Reproduce the listing below in full, substituting "wading bird" for each occurrence of "flamingo" and changing nothing else. Omit the pictures from your output.

[Start]

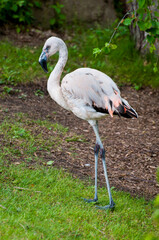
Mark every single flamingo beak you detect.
[39,51,48,72]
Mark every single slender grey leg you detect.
[84,143,100,203]
[93,124,115,209]
[98,149,115,209]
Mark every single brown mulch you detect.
[0,28,159,199]
[0,82,159,199]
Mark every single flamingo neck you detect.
[47,41,68,110]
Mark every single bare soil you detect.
[0,81,159,199]
[0,29,159,199]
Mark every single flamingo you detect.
[39,37,138,209]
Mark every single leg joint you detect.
[100,148,105,159]
[94,143,100,154]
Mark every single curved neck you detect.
[47,39,68,109]
[48,40,68,87]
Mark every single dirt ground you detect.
[0,82,159,199]
[0,28,159,199]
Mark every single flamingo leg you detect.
[88,122,115,209]
[84,143,100,203]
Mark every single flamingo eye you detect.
[45,46,50,52]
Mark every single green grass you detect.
[0,164,154,240]
[0,112,155,240]
[0,27,159,88]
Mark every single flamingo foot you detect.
[96,200,115,211]
[83,198,98,203]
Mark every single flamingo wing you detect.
[61,68,122,116]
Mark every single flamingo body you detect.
[39,37,138,209]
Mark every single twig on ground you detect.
[14,187,41,193]
[0,204,7,209]
[109,11,130,43]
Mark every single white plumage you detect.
[39,37,137,209]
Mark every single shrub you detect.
[0,0,33,25]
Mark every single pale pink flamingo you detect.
[39,37,138,209]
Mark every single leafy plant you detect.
[93,0,159,73]
[50,2,66,28]
[123,0,159,53]
[0,0,33,24]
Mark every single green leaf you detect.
[146,35,155,43]
[154,12,159,17]
[153,63,159,72]
[138,0,145,8]
[50,18,56,26]
[46,161,54,166]
[150,43,156,53]
[110,44,117,50]
[123,18,133,26]
[93,48,102,57]
[11,5,18,12]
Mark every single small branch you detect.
[109,11,131,44]
[14,187,41,193]
[0,204,7,209]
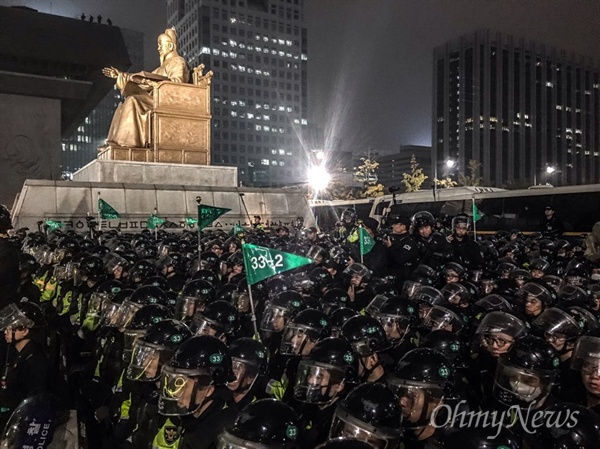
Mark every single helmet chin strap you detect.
[359,353,381,382]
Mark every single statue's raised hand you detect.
[102,67,120,78]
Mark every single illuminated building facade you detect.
[167,0,308,187]
[432,30,600,186]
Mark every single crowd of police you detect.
[0,204,600,449]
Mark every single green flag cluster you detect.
[185,217,198,226]
[358,226,375,255]
[146,214,165,229]
[98,198,121,220]
[242,244,314,285]
[46,220,64,231]
[229,223,246,236]
[198,204,231,230]
[473,201,482,221]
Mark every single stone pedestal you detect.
[73,158,237,187]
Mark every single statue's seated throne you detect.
[98,64,213,165]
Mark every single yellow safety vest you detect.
[152,419,181,449]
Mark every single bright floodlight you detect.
[308,165,331,192]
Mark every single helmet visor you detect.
[365,295,388,317]
[571,336,600,375]
[260,304,286,332]
[387,376,444,428]
[216,431,298,449]
[329,406,401,449]
[54,265,68,282]
[116,300,142,328]
[174,295,204,322]
[0,304,34,330]
[493,359,555,405]
[232,291,250,313]
[191,313,225,338]
[158,365,211,416]
[422,306,463,333]
[531,307,581,339]
[100,301,121,327]
[475,312,527,340]
[294,360,345,405]
[375,313,411,341]
[279,323,319,355]
[227,357,260,392]
[127,340,165,382]
[402,281,421,298]
[123,329,146,363]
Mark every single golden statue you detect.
[102,29,190,148]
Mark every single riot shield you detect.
[0,394,69,449]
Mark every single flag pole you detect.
[196,196,202,271]
[358,224,365,264]
[152,207,158,241]
[246,278,261,341]
[471,195,477,241]
[98,192,102,239]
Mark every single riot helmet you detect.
[260,291,307,332]
[279,309,331,356]
[321,288,350,315]
[375,296,419,345]
[329,307,358,337]
[329,384,402,449]
[294,338,358,405]
[126,316,192,382]
[386,348,454,429]
[191,301,240,338]
[421,304,470,334]
[175,279,217,322]
[158,335,235,416]
[217,399,300,449]
[493,335,560,408]
[227,337,269,393]
[475,311,527,357]
[571,333,600,398]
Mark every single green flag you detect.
[198,204,231,230]
[229,223,246,235]
[146,214,165,229]
[98,198,121,220]
[473,201,481,221]
[46,220,64,231]
[242,244,315,285]
[358,226,375,255]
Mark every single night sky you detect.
[0,0,600,154]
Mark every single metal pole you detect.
[246,278,261,341]
[238,193,252,226]
[196,196,202,271]
[471,195,477,241]
[98,192,102,238]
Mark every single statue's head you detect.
[158,28,177,62]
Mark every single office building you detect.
[167,0,308,187]
[432,30,600,187]
[375,145,432,189]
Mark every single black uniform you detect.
[0,238,21,309]
[387,232,418,287]
[540,215,565,239]
[450,235,483,269]
[415,232,454,268]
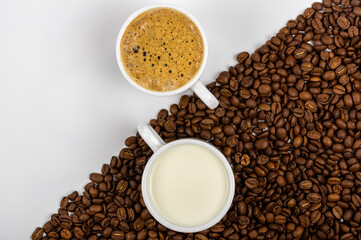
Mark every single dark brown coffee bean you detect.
[332,206,343,219]
[32,3,361,240]
[307,131,321,140]
[241,76,254,88]
[258,84,272,97]
[257,155,269,165]
[305,101,318,112]
[327,193,341,202]
[111,230,125,240]
[301,62,313,72]
[116,180,129,193]
[254,138,269,150]
[239,154,251,166]
[294,48,307,59]
[245,178,258,189]
[89,205,103,213]
[237,52,249,63]
[60,229,72,240]
[89,173,104,183]
[328,57,342,69]
[300,180,312,190]
[310,211,322,224]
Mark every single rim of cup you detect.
[115,4,208,96]
[142,138,235,233]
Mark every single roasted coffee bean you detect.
[32,0,361,240]
[116,180,129,193]
[90,173,104,183]
[237,52,249,63]
[300,180,312,190]
[245,178,259,188]
[111,230,125,240]
[337,16,351,29]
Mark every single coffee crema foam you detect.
[120,7,204,92]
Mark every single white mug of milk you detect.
[138,123,235,233]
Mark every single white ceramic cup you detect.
[115,4,219,109]
[138,123,235,233]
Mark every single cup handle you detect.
[192,81,219,109]
[138,122,165,152]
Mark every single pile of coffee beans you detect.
[32,0,361,240]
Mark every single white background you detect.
[0,0,313,240]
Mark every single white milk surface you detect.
[148,144,229,227]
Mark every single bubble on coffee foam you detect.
[120,7,203,91]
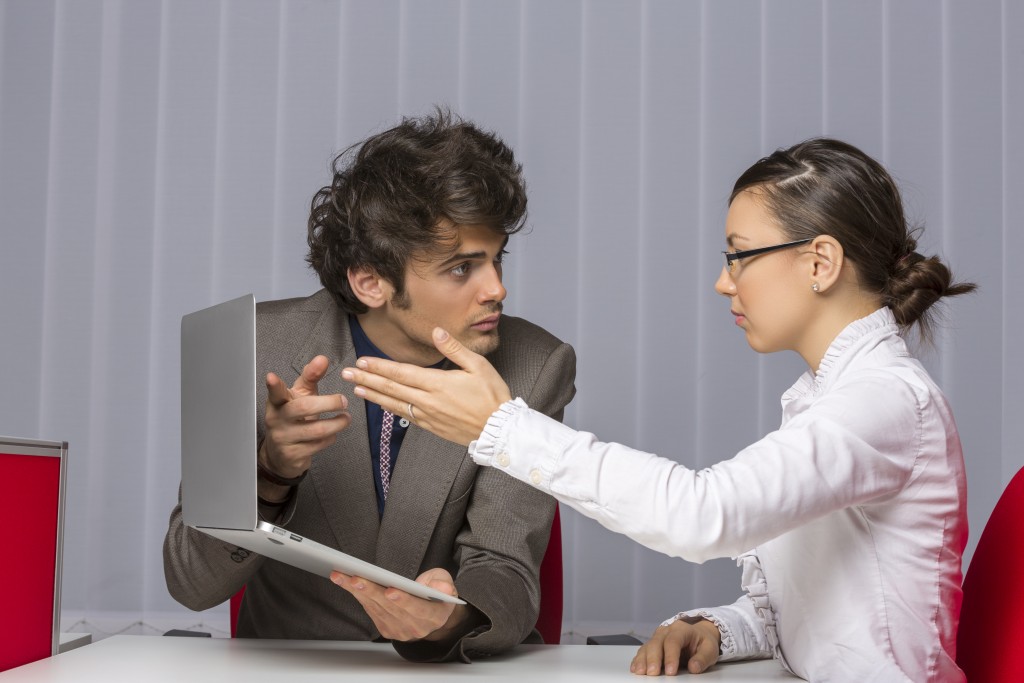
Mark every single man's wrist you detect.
[421,604,487,643]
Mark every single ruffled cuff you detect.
[660,609,741,661]
[469,398,529,467]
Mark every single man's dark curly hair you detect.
[306,108,526,313]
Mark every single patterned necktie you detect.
[381,411,394,501]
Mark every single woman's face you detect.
[715,190,814,353]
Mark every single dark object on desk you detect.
[587,633,643,645]
[956,468,1024,681]
[164,629,213,638]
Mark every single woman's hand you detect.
[341,328,512,445]
[630,618,722,676]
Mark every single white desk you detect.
[0,636,799,683]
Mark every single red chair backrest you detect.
[0,437,68,671]
[956,468,1024,683]
[230,507,562,645]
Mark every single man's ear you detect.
[348,265,394,308]
[810,234,846,293]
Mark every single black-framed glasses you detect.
[722,238,814,272]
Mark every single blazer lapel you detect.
[374,425,469,578]
[293,301,380,561]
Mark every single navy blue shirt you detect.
[348,315,444,517]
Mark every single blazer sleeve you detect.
[164,487,294,611]
[394,343,575,661]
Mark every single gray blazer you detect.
[164,290,575,660]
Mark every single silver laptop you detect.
[181,294,464,604]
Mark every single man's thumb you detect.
[434,328,471,368]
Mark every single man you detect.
[164,111,575,661]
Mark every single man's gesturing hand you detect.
[258,355,351,498]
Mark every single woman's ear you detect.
[348,265,392,308]
[809,234,846,294]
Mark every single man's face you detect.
[359,225,508,366]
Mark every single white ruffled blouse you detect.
[470,308,967,683]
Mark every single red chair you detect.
[956,468,1024,683]
[0,436,68,671]
[230,507,562,645]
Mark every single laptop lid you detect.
[181,294,258,530]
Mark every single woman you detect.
[343,139,974,682]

[End]

#### [ANSWER TO THIS PROBLEM]
Mark every single wading bird beak you detect.
[39,51,48,72]
Mark every single slender grey leg you detect.
[84,143,100,203]
[93,124,115,209]
[98,149,115,209]
Mark every single brown mulch you detect.
[0,28,159,199]
[0,82,159,199]
Mark every single wading bird neck you detect.
[47,41,68,110]
Mark every single bare soil you detect.
[0,81,159,199]
[0,29,159,199]
Mark every single wading bird you detect.
[39,37,138,209]
Mark every single leg joint you detect.
[100,148,105,159]
[94,143,100,154]
Mark every single curved neck you detect.
[47,39,68,109]
[48,40,68,87]
Mark every single dirt ground you detect.
[0,82,159,199]
[0,28,159,199]
Mark every single wading bird leg you detect.
[88,122,115,209]
[84,143,100,203]
Mark every single wading bird eye you detect.
[45,46,50,52]
Mark every single green grass you detect.
[0,164,154,240]
[0,112,155,240]
[0,27,159,88]
Mark every single wading bird foot you detect.
[96,200,115,211]
[83,198,98,203]
Mark every single wading bird wing you detect.
[61,68,122,116]
Mark every single wading bird body you detect.
[39,37,138,209]
Mark every single twig on ground you detect.
[14,187,41,193]
[0,204,7,209]
[109,11,130,43]
Mark every single white plumage you detect.
[39,37,137,209]
Mark every single shrub you detect.
[0,0,33,25]
Mark every single pale pink wading bird you detect.
[39,37,138,209]
Mark every single leafy plant you detect.
[93,0,159,73]
[50,2,66,28]
[123,0,159,53]
[0,0,33,24]
Mark every single green leaf you detect.
[146,35,155,43]
[154,12,159,17]
[153,63,159,72]
[138,0,145,8]
[50,18,56,26]
[46,161,54,166]
[150,43,156,53]
[110,44,117,50]
[123,18,133,26]
[93,48,102,57]
[11,5,18,12]
Mark every single small branch you detect.
[109,11,131,44]
[14,187,41,193]
[0,204,7,209]
Mark every single helmet chin strap you detect.
[359,353,381,382]
Mark every single statue's raised hand you detect.
[102,67,120,78]
Mark every single illuminated building facade you detect.
[167,0,308,187]
[432,30,600,186]
Mark every single crowd of police you detect.
[0,204,600,449]
Mark every single green flag cluster you detect.
[185,217,198,226]
[358,226,375,255]
[146,214,165,229]
[98,198,121,220]
[242,244,314,285]
[46,220,64,231]
[229,223,246,236]
[198,204,231,230]
[473,201,482,221]
Mark every single stone pedestal you detect.
[73,158,237,187]
Mark every single statue's seated throne you detect.
[98,64,213,165]
Mark every single yellow safety vest you detect.
[152,419,181,449]
Mark every single bright floodlight you detect.
[308,165,331,192]
Mark every single helmet visor you detect.
[365,295,388,317]
[571,336,600,375]
[260,304,286,332]
[387,376,444,428]
[216,431,298,449]
[329,406,401,449]
[54,265,68,282]
[116,300,142,328]
[174,295,204,322]
[0,304,34,330]
[493,359,555,405]
[232,291,250,313]
[191,313,225,338]
[158,365,211,416]
[422,306,463,333]
[531,307,581,339]
[100,301,121,327]
[475,312,527,340]
[294,360,345,405]
[375,313,411,341]
[279,323,319,355]
[227,357,260,392]
[127,340,165,382]
[402,281,421,298]
[123,329,146,363]
Mark every single golden statue you detect.
[102,29,190,148]
Mark every single riot shield you detect.
[0,394,69,449]
Mark every single flag pole you detect.
[196,196,202,271]
[358,224,365,264]
[152,207,158,241]
[246,278,261,341]
[471,195,477,241]
[98,192,102,239]
Mark every single riot helmet you detect.
[260,291,307,332]
[279,309,331,356]
[321,288,350,315]
[375,296,419,345]
[329,307,358,337]
[329,384,402,449]
[294,338,358,405]
[126,316,192,382]
[386,348,454,429]
[191,301,240,338]
[421,304,470,334]
[175,279,217,322]
[158,335,235,416]
[217,399,300,449]
[493,335,560,408]
[227,337,269,393]
[475,311,527,357]
[571,333,600,398]
Mark every single green flag you detect.
[198,204,231,230]
[229,223,246,235]
[146,214,165,229]
[98,198,121,220]
[473,201,481,221]
[46,220,64,231]
[242,244,315,285]
[358,226,375,255]
Mark every single night sky you detect.
[0,0,600,154]
Mark every single metal pole you detect.
[246,278,261,341]
[238,193,252,226]
[196,196,202,271]
[471,195,477,241]
[98,192,102,238]
Mark every single statue's head you detect.
[158,28,177,62]
Mark every single office building you detect.
[167,0,308,187]
[432,30,600,187]
[375,145,432,189]
Mark every single black uniform you detect.
[0,238,21,309]
[387,232,418,287]
[540,215,565,239]
[450,235,483,269]
[415,232,454,268]
Mark every single dark brown coffee bean you detect.
[332,206,343,219]
[32,3,361,240]
[307,131,321,140]
[241,76,254,88]
[258,84,272,97]
[257,155,269,165]
[305,101,318,112]
[327,193,341,202]
[111,230,125,240]
[301,62,313,72]
[116,180,129,193]
[254,138,269,150]
[239,154,251,166]
[294,48,307,59]
[245,178,258,189]
[89,205,103,213]
[237,52,249,63]
[60,229,72,240]
[89,173,104,183]
[328,57,342,69]
[300,180,312,190]
[310,211,322,224]
Mark every single rim of cup you detect.
[115,4,208,96]
[142,138,235,233]
Mark every single roasted coffee bean you detect.
[32,0,361,240]
[116,180,129,193]
[90,173,104,183]
[237,52,249,63]
[300,180,312,190]
[245,178,259,188]
[111,230,125,240]
[337,16,351,29]
Mark every single coffee crema foam you detect.
[120,7,204,92]
Mark every single white mug of milk you detect.
[138,123,235,233]
Mark every single white ceramic cup you detect.
[115,4,219,109]
[138,123,235,233]
Mark every single cup handle you detect.
[192,81,219,109]
[138,122,165,152]
Mark every single pile of coffee beans you detect.
[32,0,361,240]
Mark every single white background you detect.
[0,0,313,240]
Mark every single white milk surface you detect.
[148,144,229,227]
Mark every single bubble on coffee foam you detect.
[120,7,203,91]
Mark every single man's wrist you detect.
[421,604,487,643]
Mark every single ruffled cuff you detect.
[660,609,741,661]
[469,398,529,467]
Mark every single man's dark curly hair you detect.
[306,108,526,313]
Mark every single patterned necktie you detect.
[381,411,394,501]
Mark every single woman's face you detect.
[715,190,814,353]
Mark every single dark object on desk you detect.
[587,633,643,645]
[956,468,1024,681]
[164,629,213,638]
Mark every single woman's hand you detect.
[341,328,512,445]
[630,618,722,676]
Mark every single white desk you detect.
[0,636,799,683]
Mark every single red chair backrest you detect.
[0,437,68,671]
[956,468,1024,683]
[230,507,562,645]
Mark every single man's ear you detect.
[348,265,394,308]
[810,234,846,293]
Mark every single black-framed glasses you detect.
[722,238,814,272]
Mark every single blazer lapel you detect.
[374,425,469,578]
[293,301,380,561]
Mark every single navy blue shirt you detect.
[348,315,444,517]
Mark every single blazer sleeve you detect.
[164,487,294,611]
[394,343,575,661]
Mark every single gray blazer you detect.
[164,290,575,660]
Mark every single silver laptop you detect.
[181,294,464,604]
Mark every single man's thumb you detect.
[434,328,471,368]
Mark every single man you detect.
[164,111,575,661]
Mark every single man's gesturing hand you detect.
[258,355,351,498]
Mark every single woman's ear you detect.
[348,265,392,308]
[809,234,846,294]
Mark every single man's face you detect.
[359,225,508,366]
Mark every single white ruffled blouse you detect.
[470,308,967,683]
Mark every single red chair you detect.
[956,468,1024,683]
[0,436,68,671]
[230,507,562,645]
Mark every single laptop lid you detect.
[181,294,258,530]
Mark every single woman you detect.
[343,139,974,682]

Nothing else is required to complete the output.